**What the task asks**. Locate every line in the records below that contains the word "marker" and copy each of those lines.
*** Information given
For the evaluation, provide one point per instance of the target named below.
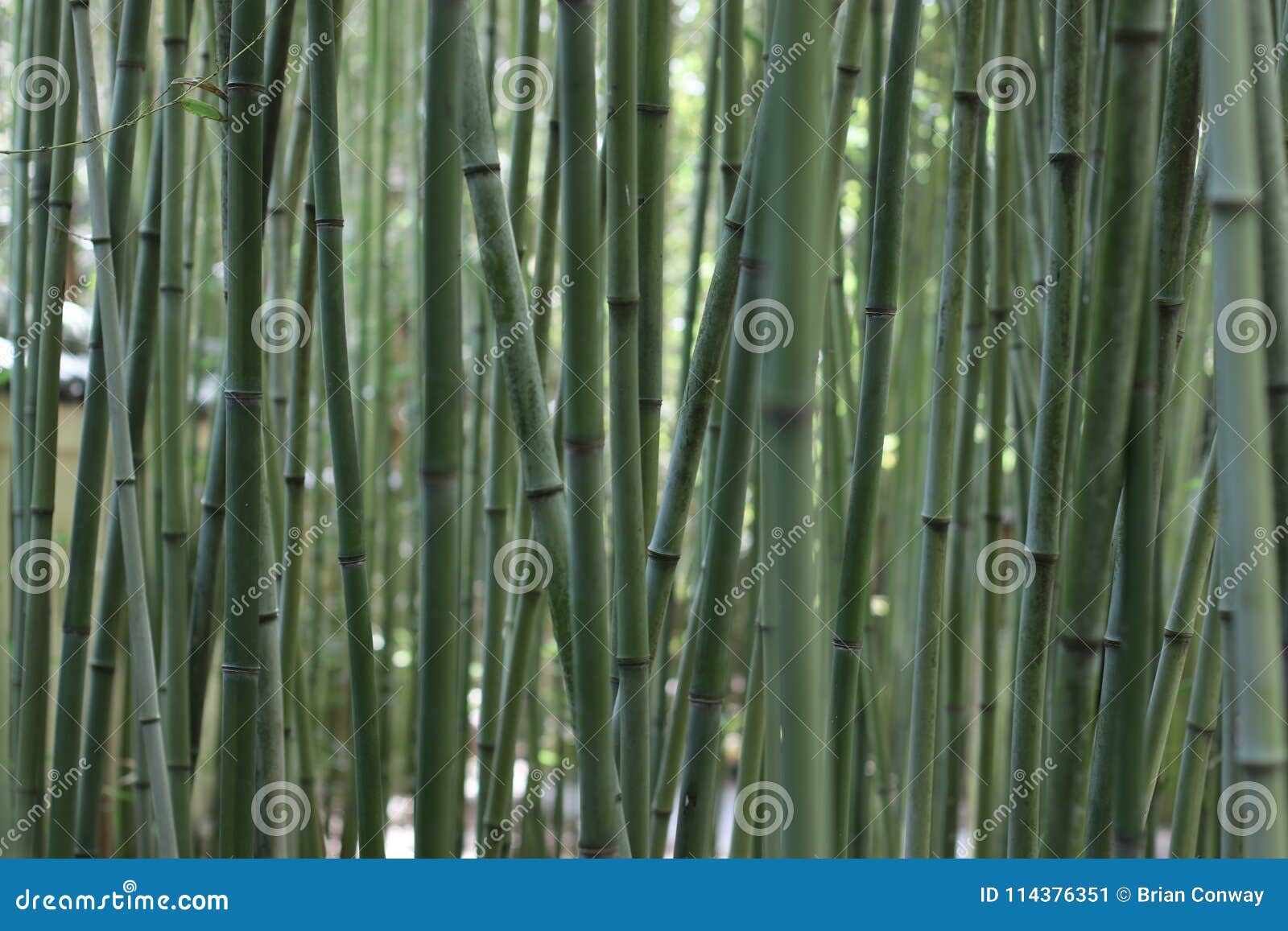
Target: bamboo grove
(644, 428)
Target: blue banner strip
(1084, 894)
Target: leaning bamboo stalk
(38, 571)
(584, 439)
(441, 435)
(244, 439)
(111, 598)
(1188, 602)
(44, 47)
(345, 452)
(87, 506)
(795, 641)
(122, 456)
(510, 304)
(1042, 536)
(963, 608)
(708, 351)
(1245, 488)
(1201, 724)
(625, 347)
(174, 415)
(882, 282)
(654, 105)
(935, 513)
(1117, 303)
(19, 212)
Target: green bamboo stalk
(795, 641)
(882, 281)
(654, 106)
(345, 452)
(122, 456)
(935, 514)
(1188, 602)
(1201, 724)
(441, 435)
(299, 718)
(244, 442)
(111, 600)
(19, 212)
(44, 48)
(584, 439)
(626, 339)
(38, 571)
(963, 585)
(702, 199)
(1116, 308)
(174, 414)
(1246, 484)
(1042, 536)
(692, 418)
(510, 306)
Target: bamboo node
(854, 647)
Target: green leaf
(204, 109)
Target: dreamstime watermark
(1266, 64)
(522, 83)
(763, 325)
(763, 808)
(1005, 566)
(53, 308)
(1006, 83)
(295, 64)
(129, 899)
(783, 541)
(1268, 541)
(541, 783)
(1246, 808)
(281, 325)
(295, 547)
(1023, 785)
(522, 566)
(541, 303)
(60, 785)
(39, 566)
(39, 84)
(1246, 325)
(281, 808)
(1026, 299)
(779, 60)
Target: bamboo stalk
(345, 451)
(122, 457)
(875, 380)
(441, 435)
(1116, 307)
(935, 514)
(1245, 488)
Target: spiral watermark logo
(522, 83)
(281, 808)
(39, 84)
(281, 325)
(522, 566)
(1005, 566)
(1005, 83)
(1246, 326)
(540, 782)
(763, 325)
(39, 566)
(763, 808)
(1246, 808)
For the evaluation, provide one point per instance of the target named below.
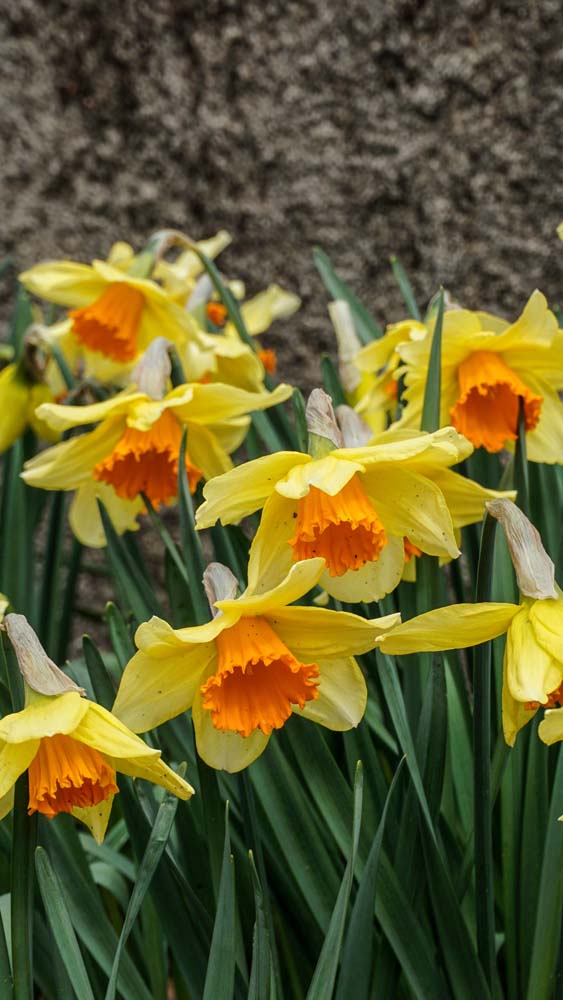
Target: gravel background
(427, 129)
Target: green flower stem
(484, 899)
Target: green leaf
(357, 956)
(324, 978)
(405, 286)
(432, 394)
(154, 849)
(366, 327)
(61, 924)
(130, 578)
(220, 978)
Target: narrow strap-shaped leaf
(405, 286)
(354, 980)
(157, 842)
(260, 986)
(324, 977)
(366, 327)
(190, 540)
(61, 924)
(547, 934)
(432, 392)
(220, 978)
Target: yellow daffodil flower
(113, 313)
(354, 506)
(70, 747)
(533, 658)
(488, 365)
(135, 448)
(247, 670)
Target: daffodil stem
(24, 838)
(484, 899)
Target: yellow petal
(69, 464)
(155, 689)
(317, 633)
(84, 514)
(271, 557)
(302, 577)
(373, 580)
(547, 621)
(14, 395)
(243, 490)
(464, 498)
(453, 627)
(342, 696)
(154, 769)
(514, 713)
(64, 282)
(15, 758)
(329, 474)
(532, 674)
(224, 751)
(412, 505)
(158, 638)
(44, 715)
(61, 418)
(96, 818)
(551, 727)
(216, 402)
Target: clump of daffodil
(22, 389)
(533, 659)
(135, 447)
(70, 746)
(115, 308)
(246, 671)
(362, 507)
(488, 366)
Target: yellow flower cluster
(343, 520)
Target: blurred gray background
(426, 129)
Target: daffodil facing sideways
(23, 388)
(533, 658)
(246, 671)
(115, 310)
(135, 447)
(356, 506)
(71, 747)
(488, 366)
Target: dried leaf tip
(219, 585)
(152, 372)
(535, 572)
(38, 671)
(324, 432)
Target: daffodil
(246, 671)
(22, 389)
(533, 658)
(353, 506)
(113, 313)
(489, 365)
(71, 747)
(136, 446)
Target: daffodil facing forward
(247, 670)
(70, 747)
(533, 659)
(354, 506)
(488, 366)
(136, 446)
******
*** Information given
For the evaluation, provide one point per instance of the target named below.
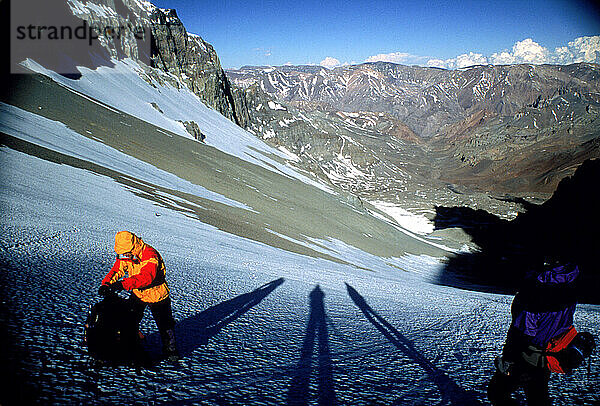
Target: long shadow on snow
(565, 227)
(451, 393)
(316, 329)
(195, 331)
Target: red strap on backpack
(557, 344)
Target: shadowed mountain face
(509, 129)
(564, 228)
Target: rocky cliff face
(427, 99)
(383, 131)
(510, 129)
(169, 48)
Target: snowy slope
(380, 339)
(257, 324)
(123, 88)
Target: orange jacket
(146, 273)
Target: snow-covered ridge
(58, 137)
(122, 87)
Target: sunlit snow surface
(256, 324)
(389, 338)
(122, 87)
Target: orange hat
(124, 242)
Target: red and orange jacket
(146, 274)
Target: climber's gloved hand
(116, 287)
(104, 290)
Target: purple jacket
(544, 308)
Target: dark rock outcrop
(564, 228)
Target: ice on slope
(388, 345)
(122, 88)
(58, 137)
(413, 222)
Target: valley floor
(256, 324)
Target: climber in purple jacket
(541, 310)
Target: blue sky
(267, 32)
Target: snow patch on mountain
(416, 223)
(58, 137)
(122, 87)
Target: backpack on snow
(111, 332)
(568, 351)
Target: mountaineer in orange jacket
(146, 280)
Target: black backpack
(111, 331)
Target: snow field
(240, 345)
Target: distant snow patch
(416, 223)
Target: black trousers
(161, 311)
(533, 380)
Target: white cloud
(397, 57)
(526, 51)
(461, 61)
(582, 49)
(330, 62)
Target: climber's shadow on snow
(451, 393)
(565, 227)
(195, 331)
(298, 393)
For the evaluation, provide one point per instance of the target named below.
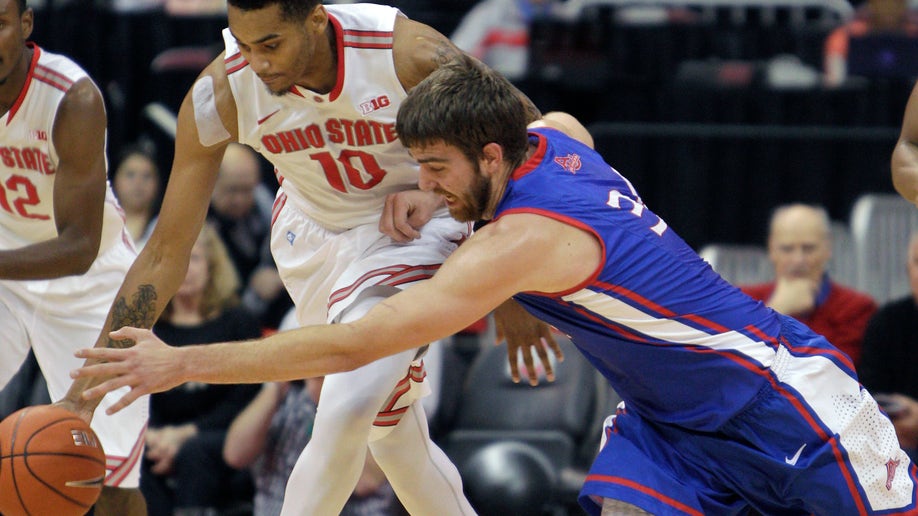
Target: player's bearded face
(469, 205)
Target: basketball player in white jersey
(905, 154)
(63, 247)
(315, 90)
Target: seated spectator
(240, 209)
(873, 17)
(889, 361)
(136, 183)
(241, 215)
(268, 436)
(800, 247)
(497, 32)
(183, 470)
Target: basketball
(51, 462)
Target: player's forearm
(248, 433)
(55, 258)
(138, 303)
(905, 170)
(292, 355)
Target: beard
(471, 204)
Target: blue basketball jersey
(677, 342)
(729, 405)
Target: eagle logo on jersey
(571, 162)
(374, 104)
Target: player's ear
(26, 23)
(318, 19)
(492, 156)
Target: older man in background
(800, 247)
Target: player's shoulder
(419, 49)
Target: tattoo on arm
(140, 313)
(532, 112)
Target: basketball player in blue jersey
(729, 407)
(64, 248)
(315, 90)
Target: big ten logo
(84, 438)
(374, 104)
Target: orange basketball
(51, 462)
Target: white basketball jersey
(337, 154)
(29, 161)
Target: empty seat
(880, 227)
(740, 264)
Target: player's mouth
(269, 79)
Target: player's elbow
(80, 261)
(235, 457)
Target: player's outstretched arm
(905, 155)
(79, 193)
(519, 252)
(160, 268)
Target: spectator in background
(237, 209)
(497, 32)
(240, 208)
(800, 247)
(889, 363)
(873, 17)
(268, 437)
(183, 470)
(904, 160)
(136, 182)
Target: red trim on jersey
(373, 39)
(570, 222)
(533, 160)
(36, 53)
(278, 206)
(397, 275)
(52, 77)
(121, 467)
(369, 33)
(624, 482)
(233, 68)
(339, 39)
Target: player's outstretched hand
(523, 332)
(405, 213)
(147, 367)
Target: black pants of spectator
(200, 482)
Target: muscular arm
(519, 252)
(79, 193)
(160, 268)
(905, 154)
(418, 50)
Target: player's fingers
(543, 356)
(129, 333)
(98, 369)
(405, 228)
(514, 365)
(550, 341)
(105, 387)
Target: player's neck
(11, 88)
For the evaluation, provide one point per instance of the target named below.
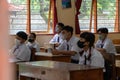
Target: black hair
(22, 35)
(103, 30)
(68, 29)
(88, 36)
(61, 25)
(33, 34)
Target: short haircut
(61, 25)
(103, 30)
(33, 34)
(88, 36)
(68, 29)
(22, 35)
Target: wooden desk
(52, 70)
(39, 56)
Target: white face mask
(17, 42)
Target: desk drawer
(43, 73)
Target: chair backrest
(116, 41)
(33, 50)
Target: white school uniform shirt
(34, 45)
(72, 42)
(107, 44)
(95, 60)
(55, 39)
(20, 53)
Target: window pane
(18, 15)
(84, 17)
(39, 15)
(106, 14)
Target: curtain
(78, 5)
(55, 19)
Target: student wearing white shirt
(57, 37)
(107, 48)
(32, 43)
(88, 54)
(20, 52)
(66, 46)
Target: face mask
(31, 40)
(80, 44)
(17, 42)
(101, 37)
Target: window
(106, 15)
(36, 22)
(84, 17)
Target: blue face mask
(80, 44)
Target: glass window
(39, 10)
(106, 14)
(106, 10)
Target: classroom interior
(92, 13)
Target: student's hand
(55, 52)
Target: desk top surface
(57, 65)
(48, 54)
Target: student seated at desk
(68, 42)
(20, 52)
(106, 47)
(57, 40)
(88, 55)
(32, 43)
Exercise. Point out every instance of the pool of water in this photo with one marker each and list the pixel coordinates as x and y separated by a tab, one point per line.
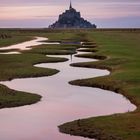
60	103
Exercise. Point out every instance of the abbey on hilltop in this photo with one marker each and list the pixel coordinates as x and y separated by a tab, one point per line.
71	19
******
**The result**.
Exercise. Point out every instance of the pool of water in this photo with one marker each and list the pixel coordinates as x and y separated by a tab, one point per line.
Exercise. Point out every instance of the abbey on hilltop in this photo with one marker each and list the pixel coordinates as x and y separated by a tab, one point per line.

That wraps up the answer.